— Dataset —
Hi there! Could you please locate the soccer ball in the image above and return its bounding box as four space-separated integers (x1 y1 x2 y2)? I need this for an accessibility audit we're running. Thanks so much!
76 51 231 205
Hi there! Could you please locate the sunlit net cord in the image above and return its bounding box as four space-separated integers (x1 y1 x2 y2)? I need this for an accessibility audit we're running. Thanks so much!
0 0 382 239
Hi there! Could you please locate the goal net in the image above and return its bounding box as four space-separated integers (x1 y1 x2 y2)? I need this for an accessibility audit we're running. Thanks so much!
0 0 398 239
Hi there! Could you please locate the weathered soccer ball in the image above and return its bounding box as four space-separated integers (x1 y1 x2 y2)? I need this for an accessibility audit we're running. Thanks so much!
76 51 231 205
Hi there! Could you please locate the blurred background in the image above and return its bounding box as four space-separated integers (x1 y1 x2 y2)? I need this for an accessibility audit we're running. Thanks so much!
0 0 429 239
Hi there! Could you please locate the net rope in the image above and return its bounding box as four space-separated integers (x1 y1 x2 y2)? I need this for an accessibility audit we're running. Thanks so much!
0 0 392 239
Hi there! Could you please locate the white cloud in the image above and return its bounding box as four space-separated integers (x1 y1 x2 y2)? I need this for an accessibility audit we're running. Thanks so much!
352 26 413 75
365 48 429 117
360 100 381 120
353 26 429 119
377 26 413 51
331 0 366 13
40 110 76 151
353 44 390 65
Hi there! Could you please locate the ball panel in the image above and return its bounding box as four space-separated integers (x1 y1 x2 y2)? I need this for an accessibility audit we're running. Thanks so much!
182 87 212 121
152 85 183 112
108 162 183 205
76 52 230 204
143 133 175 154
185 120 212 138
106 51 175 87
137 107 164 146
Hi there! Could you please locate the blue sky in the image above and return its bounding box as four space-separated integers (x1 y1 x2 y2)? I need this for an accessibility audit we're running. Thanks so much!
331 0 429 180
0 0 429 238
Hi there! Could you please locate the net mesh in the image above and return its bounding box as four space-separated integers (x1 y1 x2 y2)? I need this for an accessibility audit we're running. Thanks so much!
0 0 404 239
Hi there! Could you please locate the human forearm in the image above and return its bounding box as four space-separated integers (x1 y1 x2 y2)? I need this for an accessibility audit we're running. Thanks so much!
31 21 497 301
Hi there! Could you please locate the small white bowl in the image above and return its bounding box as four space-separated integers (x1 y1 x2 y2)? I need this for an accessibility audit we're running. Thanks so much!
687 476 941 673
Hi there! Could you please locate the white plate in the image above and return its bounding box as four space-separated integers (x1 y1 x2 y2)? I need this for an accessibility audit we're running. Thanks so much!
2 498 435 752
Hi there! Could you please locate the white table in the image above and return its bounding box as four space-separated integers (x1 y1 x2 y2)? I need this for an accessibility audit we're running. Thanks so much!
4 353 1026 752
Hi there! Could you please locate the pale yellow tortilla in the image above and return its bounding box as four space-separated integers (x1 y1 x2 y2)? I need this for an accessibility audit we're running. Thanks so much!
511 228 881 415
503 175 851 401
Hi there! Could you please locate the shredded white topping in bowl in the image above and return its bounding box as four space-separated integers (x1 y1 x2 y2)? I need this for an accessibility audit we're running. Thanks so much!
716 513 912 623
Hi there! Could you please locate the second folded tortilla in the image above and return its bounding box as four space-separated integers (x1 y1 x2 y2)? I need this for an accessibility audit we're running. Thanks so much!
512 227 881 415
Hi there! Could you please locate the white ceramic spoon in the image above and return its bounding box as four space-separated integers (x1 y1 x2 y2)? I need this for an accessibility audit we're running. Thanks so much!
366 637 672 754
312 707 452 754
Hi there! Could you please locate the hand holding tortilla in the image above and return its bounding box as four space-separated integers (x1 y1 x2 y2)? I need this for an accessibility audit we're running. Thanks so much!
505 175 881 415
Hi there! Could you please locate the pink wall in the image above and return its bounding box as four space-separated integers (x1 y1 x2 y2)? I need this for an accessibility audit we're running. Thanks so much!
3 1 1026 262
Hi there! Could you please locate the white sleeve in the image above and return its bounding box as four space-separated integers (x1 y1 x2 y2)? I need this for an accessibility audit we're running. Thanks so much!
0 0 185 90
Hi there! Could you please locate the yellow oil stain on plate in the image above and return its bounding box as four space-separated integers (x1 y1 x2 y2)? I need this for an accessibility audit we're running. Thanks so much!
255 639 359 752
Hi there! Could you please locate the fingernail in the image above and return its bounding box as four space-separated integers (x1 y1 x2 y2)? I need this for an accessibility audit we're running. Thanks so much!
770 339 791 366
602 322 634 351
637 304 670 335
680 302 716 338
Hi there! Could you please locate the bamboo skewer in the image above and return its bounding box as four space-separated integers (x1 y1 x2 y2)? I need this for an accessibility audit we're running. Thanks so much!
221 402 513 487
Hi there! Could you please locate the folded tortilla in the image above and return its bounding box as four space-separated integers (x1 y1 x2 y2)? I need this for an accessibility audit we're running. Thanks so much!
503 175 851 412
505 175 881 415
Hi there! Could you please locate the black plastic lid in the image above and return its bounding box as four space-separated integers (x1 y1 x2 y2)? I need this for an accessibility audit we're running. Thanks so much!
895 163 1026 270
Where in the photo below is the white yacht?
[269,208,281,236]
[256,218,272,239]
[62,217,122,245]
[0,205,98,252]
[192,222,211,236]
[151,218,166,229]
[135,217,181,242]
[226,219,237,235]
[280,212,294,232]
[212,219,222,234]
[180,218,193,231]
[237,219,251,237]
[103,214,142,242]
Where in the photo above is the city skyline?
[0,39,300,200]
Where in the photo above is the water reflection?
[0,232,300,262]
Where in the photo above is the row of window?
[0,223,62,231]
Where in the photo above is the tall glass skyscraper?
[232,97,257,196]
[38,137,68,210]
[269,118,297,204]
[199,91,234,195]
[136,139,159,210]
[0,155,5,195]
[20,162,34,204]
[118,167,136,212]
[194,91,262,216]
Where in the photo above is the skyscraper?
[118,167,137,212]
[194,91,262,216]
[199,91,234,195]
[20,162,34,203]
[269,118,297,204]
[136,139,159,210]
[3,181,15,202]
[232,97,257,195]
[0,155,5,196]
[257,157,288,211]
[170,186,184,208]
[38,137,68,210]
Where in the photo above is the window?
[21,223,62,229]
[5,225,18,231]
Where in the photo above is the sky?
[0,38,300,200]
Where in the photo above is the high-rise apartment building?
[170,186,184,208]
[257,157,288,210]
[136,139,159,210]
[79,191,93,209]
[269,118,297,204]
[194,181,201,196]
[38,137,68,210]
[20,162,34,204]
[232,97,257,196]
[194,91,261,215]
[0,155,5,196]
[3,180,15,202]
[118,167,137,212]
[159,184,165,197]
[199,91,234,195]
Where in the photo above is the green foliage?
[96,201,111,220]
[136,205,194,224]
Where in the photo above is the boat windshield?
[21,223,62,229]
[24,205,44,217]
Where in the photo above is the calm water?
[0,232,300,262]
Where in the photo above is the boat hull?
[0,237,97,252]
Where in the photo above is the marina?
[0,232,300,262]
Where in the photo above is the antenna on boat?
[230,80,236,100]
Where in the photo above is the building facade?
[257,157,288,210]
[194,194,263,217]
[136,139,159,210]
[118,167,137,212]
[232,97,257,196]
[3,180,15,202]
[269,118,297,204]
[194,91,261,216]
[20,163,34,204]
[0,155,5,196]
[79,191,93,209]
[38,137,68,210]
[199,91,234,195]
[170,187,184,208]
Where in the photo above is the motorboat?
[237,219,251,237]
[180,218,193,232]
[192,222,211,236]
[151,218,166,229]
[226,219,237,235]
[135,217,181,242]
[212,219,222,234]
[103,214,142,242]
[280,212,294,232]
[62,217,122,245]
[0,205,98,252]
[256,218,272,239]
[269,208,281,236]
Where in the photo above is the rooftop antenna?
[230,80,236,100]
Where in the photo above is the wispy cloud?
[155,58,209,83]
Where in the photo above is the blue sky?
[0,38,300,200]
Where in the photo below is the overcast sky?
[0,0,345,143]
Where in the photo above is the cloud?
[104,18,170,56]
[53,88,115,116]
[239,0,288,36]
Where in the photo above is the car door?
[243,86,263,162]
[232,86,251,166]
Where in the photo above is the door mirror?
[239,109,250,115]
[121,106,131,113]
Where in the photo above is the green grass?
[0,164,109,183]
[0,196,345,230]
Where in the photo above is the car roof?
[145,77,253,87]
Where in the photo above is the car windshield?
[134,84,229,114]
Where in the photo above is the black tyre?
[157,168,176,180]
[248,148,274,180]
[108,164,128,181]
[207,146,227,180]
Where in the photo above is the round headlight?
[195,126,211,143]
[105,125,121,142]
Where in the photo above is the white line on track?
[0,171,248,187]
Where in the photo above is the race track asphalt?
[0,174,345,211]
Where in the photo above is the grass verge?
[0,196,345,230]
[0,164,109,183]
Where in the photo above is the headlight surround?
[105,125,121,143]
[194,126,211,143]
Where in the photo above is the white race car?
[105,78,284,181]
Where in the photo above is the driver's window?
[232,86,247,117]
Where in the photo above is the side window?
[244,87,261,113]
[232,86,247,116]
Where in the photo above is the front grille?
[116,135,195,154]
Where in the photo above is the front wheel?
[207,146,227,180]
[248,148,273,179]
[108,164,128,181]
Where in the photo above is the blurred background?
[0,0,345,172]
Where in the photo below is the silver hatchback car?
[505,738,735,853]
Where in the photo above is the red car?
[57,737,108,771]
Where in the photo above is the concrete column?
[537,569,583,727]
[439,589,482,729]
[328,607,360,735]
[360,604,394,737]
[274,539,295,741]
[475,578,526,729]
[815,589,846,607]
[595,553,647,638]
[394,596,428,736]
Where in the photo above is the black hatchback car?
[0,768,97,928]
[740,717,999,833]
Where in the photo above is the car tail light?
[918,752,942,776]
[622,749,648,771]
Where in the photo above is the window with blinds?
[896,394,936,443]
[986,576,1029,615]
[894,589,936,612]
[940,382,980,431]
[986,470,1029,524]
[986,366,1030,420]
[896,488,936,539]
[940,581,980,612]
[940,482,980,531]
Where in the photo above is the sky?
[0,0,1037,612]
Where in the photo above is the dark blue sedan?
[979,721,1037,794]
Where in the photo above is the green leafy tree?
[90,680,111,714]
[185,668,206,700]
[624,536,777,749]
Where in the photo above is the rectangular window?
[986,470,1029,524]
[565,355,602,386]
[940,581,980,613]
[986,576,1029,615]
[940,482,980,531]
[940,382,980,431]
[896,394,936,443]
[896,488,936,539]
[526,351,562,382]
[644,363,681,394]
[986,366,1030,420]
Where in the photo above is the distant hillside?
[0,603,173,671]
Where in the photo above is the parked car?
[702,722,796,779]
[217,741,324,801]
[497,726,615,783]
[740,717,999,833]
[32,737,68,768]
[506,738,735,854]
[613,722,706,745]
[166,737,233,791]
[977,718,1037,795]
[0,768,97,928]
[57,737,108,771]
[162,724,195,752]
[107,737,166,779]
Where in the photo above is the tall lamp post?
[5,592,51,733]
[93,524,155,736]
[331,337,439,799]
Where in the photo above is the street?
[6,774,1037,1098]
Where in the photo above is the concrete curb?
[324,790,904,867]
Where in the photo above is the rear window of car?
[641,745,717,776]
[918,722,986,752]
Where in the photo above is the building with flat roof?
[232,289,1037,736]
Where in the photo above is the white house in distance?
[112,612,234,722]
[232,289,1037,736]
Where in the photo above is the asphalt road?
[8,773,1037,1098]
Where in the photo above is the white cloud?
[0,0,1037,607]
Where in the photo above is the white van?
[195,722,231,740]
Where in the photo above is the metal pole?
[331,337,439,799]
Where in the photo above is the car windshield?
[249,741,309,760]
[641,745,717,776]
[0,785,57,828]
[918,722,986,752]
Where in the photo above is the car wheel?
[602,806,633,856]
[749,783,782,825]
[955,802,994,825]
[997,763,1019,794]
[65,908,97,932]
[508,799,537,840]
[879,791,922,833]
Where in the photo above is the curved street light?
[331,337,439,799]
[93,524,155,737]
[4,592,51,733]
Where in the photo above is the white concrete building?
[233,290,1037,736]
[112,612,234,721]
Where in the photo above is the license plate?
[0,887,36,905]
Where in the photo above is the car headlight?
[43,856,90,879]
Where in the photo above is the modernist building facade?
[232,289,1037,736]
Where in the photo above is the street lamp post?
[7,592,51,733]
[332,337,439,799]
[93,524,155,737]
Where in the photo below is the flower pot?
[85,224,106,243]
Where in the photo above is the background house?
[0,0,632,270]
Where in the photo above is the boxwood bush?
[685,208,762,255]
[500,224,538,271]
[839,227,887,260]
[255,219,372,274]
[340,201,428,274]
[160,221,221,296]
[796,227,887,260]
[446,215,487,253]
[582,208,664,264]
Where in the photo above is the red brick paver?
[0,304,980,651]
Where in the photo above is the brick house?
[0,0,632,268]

— What the task requires —
Rescale the records from the line that contains "Where in the photo above is the round" through the line that contains "[505,738,735,853]", including both. Repeat every line, requests included, and multiply only the box coordinates in the answers by 1.8, rounding each to a whole number with halves going up.

— Problem solution —
Where in the photo above is the round headlight?
[351,227,380,257]
[189,225,218,256]
Where in the photo above is the white line on track?
[0,308,446,337]
Where in the photo above is the race track asphalt?
[0,313,621,380]
Where in the photo above is the grass verge?
[0,353,621,414]
[0,295,196,329]
Where in the photo above is the headlight surround?
[189,225,218,257]
[349,227,380,257]
Where in the photo above is the white race car?
[189,140,511,326]
Where in the photo above is the driver's window?
[418,155,445,211]
Where in the photo above is the side window?
[439,157,470,203]
[418,155,445,209]
Where in the photo above is the front grille?
[209,243,351,277]
Where in the photo above is the front wheel?
[373,263,409,324]
[446,266,491,322]
[194,295,230,326]
Where in the photo above is the blurred background?
[0,0,621,310]
Where in the photo below is the silver hatchback car?
[909,1328,1323,1535]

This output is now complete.